# Extracted data
--- Start ---

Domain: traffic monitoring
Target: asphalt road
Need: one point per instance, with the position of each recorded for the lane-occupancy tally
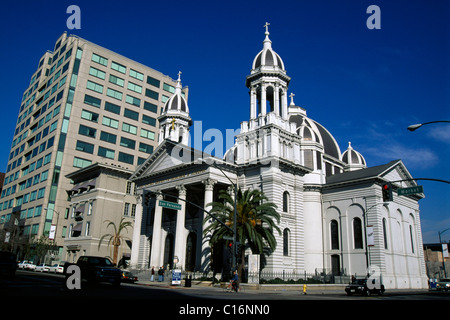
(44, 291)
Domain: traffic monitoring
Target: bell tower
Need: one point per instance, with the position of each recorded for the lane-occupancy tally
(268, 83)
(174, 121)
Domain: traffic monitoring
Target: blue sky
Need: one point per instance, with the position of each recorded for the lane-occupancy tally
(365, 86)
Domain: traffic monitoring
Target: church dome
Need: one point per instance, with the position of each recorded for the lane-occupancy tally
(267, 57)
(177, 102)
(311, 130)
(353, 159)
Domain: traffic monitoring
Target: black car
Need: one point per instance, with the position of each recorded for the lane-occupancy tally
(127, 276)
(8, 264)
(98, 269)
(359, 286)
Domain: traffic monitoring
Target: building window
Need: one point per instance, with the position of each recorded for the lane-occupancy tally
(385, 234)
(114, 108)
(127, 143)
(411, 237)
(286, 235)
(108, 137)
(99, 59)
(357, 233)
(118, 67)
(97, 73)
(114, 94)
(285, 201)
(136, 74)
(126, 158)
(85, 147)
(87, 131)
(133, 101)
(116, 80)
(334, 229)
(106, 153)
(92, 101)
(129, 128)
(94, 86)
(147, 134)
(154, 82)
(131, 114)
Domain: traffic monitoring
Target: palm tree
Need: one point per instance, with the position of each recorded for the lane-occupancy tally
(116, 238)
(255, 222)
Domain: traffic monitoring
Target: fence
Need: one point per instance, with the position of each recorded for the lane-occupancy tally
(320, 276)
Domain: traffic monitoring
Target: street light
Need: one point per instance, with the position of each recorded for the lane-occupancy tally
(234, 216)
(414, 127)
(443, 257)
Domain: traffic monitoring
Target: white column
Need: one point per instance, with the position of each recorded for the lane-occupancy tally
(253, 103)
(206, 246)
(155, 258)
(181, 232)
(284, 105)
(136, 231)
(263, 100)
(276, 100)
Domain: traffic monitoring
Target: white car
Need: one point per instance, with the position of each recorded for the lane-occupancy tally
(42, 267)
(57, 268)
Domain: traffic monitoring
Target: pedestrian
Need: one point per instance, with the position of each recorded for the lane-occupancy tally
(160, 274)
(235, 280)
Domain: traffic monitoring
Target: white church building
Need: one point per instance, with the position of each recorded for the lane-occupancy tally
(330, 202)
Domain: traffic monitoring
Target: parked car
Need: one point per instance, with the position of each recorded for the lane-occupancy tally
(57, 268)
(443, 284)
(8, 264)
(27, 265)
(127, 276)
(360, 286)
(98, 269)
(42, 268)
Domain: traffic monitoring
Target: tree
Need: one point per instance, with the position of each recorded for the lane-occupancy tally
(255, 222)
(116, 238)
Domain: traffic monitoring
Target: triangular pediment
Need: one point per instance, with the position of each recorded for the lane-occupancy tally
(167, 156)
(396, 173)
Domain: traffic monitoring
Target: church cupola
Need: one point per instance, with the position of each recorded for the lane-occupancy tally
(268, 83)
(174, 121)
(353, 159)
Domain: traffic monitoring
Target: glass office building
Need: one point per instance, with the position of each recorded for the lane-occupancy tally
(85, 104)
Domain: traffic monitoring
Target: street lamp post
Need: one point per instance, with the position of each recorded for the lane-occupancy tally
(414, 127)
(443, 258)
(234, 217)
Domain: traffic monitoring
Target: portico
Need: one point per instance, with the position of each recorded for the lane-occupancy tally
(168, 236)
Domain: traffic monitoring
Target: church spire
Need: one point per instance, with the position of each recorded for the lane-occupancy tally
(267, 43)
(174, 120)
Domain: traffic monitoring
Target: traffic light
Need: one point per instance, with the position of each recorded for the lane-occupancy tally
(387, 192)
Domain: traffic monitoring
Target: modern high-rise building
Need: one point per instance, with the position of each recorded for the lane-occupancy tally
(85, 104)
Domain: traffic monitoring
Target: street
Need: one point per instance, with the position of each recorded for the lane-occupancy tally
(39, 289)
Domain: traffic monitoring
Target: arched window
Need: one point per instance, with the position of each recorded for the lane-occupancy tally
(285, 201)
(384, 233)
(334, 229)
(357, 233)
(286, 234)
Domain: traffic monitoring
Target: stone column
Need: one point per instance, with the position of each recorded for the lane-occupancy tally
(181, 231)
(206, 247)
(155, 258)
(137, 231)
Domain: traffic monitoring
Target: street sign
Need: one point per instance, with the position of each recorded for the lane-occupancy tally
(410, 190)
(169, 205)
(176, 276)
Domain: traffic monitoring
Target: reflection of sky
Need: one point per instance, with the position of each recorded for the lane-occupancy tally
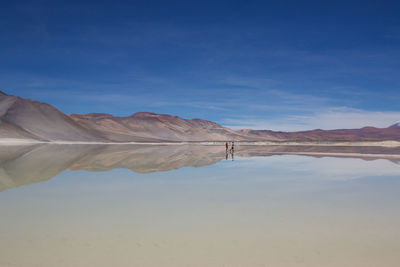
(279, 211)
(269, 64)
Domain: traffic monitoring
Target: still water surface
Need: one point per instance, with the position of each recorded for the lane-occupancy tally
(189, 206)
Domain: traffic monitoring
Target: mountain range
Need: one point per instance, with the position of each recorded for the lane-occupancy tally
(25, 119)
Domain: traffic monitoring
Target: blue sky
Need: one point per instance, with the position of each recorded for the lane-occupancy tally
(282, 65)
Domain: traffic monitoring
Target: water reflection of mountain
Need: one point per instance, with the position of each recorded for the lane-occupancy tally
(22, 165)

--- End ---

# Task to carry out
Without including any pictures, reproduce the listing exactly.

# The solution
Domain: traffic monitoring
Target: asphalt road
Need: one point per instance, with the position of each recorded for the lane-occupancy tally
(44, 291)
Domain: traffic monitoring
Target: bell tower
Need: one point per instance, with the position of each recorded for the lane-occupancy tally
(268, 83)
(174, 121)
Domain: traffic monitoring
Target: blue sky
Need: one point per instance, with the position of each recorded for the lane-occupancy tally
(365, 86)
Domain: traffic monitoring
Target: church dome
Need: one point per instance, with the position of each recorded for the lane-occupancy tally
(267, 57)
(177, 102)
(311, 130)
(353, 159)
Domain: traffic monitoring
Target: black car
Need: one point per instance, with the position of each recorded for the lane-occupancy tally
(127, 276)
(8, 264)
(98, 269)
(359, 286)
Domain: traffic monitoring
Target: building window
Need: one point per instance, with the position of each recorded for the lane-occupancy tally
(385, 234)
(114, 108)
(127, 143)
(411, 237)
(286, 235)
(108, 137)
(99, 59)
(357, 233)
(118, 67)
(97, 73)
(114, 94)
(285, 201)
(136, 74)
(126, 158)
(85, 147)
(87, 131)
(133, 101)
(116, 80)
(334, 229)
(106, 153)
(92, 101)
(129, 128)
(94, 86)
(147, 134)
(154, 82)
(131, 114)
Domain: traffic monitoring
Target: palm tree
Need: one point per instance, with the position of each recorded for the lane-occupancy tally
(116, 238)
(255, 222)
Domain: traffic monitoring
Target: fence
Need: one point per instance, with the position of each recorded for the lane-occupancy tally
(320, 276)
Domain: traffic monitoring
Target: street light
Need: one point per instance, with the position of each recorded for the lane-occupancy tally
(234, 216)
(414, 127)
(443, 257)
Domain: traffic monitoring
Target: white column
Need: one point per instance, with the position of each recorded for the lane-occupancy tally
(253, 103)
(206, 246)
(155, 258)
(181, 232)
(284, 105)
(136, 231)
(263, 100)
(276, 100)
Domain: traffic monitoring
Target: white car
Need: one point per instance, with the position of each recorded for the lane-occupancy tally
(42, 267)
(57, 268)
Domain: traffic monitoring
Target: pedestrian
Need: one point per instance, with the position of each recorded for the lane-occupancy tally
(160, 274)
(235, 280)
Domain: traffic monitoring
Target: white church building
Need: one point per instance, with the position of each recorded for the lane-occupancy tally
(330, 202)
Domain: traffic monitoring
Target: parked car
Need: one point per instance, with the position of each recorded for the lane-occupancy tally
(57, 268)
(443, 284)
(8, 264)
(27, 265)
(127, 276)
(360, 286)
(98, 269)
(42, 268)
Domain: traffic monitoring
Target: tree
Need: one point per instance, with the position of each recorded for the lane-occupancy tally
(255, 222)
(116, 238)
Domain: traffic monitoring
Target: triangular pediment
Need: one point per instance, with the position of each recorded for the lane-occupancy tally
(167, 156)
(396, 173)
Domain: traffic monitoring
Target: church cupola
Need: one point per instance, with the position of each recorded for the lane-occupancy tally
(268, 83)
(174, 121)
(353, 159)
Domain: traffic monitoring
Target: glass office building
Need: one point per instance, with the position of each recorded for the lane-occupancy tally
(85, 104)
Domain: traffic monitoring
Target: street lamp post
Need: one point per instance, with the position of each recorded for the lane-occupancy tally
(414, 127)
(443, 258)
(234, 217)
Domain: traffic monitoring
Target: portico
Need: one point per instance, with the position of each recorded for the lane-occupancy tally
(168, 236)
Domain: traffic monitoring
Target: church spire
Need: one point per instance, with the position of each recorded for the lane-occupancy tally
(267, 43)
(174, 120)
Domain: traffic monitoring
Target: traffic light
Need: one point per instance, with the position of each recorded for the lane-occupancy tally
(387, 192)
Domain: traffic monitoring
Target: modern high-rise building
Need: one point per instance, with the position of each recorded for the lane-occupancy tally
(85, 104)
Domain: traffic monitoring
Target: street
Need: one point per instance, with the position of each recorded for the lane-occupancy tally
(39, 289)
Domain: traffic monitoring
Target: arched window
Need: one point per instance, with the position of each recorded for the lane-occupancy tally
(285, 201)
(384, 233)
(334, 229)
(357, 233)
(286, 234)
Domain: traffic monitoring
Target: stone column
Need: one point per instance, with the position of each recorded for the lane-occupancy tally
(181, 231)
(206, 247)
(155, 258)
(137, 231)
Domain: traffic monitoring
Target: street sign
Need: one point per instance, with the position of each recorded for the lane-occupancy tally
(410, 190)
(169, 205)
(176, 276)
Domain: traffic monitoring
Target: reflection of sky
Need: one point per instance, with the position of each recorded for the lane-occupancy tally
(279, 211)
(269, 64)
Domain: traffic monitoring
Target: still water surface
Need: one point per instance, with the position of each recorded for the lane-occupancy tally
(189, 206)
Domain: traffic monitoring
Target: mountain range
Need: one point per instance, with the position of each recorded for the lane-occupancy tally
(25, 119)
Domain: traffic monitoring
Target: blue sky
Need: one point per instance, with the position of each recorded for the lane-occupancy tally
(282, 65)
Domain: traffic monitoring
Target: water reflection of mountain
Need: one point per instance, with the position of each recorded for the lane-occupancy tally
(22, 165)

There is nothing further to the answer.